- [Opis zadania]:
Przedstaw jako listę numerowaną wiersze, zaczynając od wiersza z "outline --target=brown glazed" i idąc aż do wiersza z "Mark the region of every instance of the brown", łącznie z obydwoma. Pomiń puste wiersze.

++++++++++

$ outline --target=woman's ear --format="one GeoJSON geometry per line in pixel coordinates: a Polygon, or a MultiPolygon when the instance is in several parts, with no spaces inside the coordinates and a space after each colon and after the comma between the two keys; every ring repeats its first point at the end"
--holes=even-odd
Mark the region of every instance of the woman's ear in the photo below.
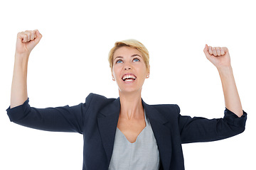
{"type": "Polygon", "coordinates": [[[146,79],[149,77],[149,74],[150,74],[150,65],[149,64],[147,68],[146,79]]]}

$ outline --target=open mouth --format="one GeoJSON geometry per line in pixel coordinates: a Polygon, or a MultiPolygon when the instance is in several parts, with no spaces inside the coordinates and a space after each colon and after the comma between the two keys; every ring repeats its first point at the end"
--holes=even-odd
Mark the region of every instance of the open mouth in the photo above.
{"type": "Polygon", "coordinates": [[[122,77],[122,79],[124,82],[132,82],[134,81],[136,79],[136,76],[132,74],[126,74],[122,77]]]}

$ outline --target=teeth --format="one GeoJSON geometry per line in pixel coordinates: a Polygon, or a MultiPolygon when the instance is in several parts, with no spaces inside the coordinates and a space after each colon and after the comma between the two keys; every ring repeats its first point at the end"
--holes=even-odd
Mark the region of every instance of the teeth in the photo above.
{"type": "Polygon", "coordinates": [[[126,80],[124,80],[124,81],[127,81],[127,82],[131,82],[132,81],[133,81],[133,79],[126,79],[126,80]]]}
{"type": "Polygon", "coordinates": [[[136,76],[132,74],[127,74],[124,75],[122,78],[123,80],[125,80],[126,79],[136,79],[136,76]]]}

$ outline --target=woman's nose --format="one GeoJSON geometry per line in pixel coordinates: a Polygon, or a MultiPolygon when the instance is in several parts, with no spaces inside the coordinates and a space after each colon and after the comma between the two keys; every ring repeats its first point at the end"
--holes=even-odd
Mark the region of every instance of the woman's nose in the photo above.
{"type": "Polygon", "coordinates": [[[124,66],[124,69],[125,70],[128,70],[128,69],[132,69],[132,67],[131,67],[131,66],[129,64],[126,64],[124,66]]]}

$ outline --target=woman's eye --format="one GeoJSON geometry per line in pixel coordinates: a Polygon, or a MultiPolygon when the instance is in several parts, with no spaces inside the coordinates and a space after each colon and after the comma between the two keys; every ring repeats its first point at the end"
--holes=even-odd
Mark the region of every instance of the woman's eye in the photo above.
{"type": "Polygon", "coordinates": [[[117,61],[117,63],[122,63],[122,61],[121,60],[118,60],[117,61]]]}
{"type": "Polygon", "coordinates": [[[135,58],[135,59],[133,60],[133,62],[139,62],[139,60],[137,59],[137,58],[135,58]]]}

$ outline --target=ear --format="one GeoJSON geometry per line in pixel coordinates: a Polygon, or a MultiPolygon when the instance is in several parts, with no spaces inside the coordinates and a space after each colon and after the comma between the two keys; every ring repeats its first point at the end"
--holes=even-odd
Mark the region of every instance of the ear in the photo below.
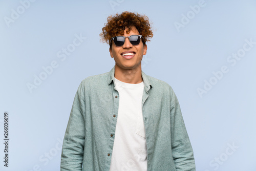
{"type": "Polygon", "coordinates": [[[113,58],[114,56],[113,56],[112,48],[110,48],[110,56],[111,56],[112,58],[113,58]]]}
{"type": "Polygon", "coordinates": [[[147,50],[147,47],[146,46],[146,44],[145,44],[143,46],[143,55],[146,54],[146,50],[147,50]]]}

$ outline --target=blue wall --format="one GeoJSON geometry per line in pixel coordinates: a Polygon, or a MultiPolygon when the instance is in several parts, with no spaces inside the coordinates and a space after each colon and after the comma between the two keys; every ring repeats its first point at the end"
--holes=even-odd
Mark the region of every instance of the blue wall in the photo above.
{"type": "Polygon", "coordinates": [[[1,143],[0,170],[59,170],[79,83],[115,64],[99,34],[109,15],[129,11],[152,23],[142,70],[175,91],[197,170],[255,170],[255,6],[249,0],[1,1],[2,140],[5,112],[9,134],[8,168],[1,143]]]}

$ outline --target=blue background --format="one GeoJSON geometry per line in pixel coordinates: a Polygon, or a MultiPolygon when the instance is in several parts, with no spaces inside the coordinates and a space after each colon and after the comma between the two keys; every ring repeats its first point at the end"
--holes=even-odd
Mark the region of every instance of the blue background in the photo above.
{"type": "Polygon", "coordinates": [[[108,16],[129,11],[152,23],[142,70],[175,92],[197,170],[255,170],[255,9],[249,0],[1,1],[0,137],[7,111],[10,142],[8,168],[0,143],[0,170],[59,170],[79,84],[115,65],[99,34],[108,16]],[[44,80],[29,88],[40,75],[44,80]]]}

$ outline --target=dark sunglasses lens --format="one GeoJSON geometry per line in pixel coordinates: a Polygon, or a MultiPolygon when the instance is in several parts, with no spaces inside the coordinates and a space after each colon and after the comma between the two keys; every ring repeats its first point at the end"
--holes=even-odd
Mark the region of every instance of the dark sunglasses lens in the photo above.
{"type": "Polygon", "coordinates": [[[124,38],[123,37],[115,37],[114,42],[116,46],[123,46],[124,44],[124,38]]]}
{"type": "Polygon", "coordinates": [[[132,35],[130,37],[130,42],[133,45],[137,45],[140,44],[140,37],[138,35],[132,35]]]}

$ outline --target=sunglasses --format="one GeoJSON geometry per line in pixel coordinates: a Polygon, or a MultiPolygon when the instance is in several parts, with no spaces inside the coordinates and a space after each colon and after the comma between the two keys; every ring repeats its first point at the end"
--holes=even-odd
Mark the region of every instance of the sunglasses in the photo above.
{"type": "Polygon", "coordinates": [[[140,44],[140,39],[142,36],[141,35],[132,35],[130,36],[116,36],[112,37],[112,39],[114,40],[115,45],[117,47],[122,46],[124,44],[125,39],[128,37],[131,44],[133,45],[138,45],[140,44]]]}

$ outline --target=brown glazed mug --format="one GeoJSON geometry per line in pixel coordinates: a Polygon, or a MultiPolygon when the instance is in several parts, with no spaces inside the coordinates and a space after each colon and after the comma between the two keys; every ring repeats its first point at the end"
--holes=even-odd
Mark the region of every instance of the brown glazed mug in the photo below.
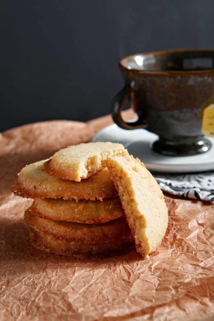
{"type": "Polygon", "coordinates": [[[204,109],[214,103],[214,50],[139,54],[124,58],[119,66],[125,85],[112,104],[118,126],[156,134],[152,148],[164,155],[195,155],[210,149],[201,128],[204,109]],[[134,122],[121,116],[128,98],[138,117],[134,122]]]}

++++++++++

- [Wynik końcowy]:
1. $ outline --target=brown glazed mug --format="one GeoJSON geometry per line in pixel coordinates: a Polygon, or a MultiPolygon when the instance is in several parts, with no spaces inside the coordinates and a space after each colon and after the comma between the two keys; every ring repeats its first point at the end"
2. --holes=even-odd
3. Mark the region of every instance of the brown glazed mug in the photo below.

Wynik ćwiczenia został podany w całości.